> [WORK REQUIRED]
Only the lines from the one containing "Point to the palm" to the end of the records belong in the output; print them exactly.
(DATA EXCERPTS)
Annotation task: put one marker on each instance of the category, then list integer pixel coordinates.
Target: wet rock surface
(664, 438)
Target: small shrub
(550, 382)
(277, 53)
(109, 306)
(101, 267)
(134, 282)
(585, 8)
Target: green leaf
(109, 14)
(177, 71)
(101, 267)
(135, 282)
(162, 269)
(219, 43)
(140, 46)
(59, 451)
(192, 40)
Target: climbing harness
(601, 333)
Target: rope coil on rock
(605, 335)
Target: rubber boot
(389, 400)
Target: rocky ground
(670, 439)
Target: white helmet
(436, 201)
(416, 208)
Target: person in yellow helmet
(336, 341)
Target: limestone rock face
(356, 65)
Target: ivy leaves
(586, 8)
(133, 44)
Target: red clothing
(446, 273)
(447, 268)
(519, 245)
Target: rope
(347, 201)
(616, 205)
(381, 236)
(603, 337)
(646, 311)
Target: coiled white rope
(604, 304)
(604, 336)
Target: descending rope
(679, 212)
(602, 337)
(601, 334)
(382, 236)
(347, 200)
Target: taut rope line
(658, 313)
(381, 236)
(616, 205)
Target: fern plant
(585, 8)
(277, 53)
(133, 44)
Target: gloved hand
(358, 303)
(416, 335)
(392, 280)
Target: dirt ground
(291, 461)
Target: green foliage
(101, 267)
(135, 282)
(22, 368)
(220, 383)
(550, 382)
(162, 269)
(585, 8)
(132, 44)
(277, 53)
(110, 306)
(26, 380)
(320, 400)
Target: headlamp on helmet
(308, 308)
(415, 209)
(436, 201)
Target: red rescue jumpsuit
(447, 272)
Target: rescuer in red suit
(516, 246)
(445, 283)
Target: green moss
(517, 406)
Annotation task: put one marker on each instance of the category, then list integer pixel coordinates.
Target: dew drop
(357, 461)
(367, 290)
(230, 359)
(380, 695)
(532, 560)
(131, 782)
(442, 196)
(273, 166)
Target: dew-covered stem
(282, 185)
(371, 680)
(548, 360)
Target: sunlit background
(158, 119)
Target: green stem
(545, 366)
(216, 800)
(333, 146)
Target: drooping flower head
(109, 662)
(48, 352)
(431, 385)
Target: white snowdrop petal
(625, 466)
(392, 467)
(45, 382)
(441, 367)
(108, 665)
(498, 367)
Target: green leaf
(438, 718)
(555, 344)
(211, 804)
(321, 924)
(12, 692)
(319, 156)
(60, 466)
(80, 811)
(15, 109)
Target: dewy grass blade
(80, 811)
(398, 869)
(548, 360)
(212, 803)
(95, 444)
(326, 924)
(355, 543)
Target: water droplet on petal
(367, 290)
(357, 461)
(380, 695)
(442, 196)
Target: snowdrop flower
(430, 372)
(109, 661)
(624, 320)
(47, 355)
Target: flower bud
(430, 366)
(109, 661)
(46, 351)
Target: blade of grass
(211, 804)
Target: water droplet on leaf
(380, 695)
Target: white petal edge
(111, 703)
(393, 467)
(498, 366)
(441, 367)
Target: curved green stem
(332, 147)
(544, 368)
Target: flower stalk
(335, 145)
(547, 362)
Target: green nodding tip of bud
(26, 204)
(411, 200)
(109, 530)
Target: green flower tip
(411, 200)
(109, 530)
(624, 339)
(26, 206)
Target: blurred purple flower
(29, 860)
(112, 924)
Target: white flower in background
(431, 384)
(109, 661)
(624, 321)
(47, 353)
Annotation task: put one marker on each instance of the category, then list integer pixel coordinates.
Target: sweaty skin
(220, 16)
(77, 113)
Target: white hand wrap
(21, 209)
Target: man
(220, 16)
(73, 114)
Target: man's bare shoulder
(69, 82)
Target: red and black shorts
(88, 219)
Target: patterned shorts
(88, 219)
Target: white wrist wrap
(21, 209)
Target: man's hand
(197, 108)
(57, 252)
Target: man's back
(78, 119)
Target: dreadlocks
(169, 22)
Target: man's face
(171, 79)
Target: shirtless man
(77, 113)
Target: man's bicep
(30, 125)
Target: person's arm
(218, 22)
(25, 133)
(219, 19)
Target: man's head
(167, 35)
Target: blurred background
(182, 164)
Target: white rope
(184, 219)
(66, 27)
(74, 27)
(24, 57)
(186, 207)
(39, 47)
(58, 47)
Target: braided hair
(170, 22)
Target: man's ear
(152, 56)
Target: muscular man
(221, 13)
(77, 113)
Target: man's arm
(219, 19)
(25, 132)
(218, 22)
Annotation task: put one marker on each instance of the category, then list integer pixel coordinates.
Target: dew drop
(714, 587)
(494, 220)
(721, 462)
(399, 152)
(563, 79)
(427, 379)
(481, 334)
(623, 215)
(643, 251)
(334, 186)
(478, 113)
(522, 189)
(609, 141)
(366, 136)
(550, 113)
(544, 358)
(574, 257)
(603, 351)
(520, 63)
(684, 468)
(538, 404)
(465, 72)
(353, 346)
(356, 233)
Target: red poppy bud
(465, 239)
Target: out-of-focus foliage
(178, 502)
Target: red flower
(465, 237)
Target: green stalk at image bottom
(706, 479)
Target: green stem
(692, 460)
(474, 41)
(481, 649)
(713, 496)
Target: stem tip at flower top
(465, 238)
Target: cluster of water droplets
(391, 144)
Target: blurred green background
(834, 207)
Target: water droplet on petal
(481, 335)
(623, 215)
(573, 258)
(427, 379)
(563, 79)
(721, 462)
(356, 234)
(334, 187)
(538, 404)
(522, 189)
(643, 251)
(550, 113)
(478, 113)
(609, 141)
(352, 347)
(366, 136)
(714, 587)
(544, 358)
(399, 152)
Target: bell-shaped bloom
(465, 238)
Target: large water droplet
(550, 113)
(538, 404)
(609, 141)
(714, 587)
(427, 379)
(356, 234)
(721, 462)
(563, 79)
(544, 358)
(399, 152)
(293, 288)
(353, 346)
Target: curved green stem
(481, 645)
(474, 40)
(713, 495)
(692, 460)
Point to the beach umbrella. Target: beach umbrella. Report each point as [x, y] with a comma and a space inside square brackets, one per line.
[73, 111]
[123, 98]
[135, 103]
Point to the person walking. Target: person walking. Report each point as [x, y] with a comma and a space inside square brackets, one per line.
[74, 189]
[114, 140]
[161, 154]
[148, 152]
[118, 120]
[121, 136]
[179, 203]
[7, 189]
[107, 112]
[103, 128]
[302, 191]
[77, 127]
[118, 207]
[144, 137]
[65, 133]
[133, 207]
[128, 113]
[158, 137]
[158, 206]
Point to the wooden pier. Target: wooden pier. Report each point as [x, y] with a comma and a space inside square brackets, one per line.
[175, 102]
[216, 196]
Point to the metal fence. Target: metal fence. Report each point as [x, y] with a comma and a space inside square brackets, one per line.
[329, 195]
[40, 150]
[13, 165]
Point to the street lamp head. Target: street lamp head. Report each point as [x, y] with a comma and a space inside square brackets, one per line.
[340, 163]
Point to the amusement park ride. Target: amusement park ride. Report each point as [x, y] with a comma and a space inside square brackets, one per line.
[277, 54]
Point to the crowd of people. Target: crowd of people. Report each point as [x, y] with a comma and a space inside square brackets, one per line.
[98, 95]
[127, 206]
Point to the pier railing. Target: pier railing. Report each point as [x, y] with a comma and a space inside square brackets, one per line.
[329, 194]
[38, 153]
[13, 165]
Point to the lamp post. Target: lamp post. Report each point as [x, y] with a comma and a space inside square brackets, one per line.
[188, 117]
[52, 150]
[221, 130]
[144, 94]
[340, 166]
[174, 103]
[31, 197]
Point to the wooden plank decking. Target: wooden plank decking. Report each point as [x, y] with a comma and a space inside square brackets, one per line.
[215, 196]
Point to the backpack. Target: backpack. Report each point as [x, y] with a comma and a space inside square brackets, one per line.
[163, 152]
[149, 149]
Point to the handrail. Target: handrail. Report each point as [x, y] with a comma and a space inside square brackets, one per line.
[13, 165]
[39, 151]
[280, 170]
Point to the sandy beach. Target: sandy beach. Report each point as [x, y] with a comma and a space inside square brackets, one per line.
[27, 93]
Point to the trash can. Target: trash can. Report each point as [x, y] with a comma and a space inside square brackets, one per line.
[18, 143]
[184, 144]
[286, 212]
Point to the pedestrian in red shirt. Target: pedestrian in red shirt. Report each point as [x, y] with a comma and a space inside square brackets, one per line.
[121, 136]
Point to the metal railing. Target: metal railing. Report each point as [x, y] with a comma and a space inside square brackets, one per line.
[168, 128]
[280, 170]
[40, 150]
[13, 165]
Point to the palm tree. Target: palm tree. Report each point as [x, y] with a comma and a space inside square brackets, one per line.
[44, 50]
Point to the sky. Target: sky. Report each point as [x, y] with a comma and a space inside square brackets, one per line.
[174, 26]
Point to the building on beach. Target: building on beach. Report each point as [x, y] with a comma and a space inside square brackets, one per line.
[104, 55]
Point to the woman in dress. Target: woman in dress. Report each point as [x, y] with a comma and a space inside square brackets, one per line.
(End DATA EXCERPTS)
> [RESPONSE TO THE TASK]
Point to the palm tree. Target: palm tree. Report each point as [x, y] with a comma and a space inside square brackets, one per line.
[44, 50]
Point to the sky. Target: sky. Report each point as [x, y] with a comma and a space inside square brackets, one per line.
[174, 26]
Point to the building on beach. Target: building on beach. Report each point as [x, y] with a comma and a space inside square brackets, one per line.
[104, 55]
Point to the woman in dress. Target: woman in dress. Report each point as [x, y] with a comma and a space inside square brackets, one per line.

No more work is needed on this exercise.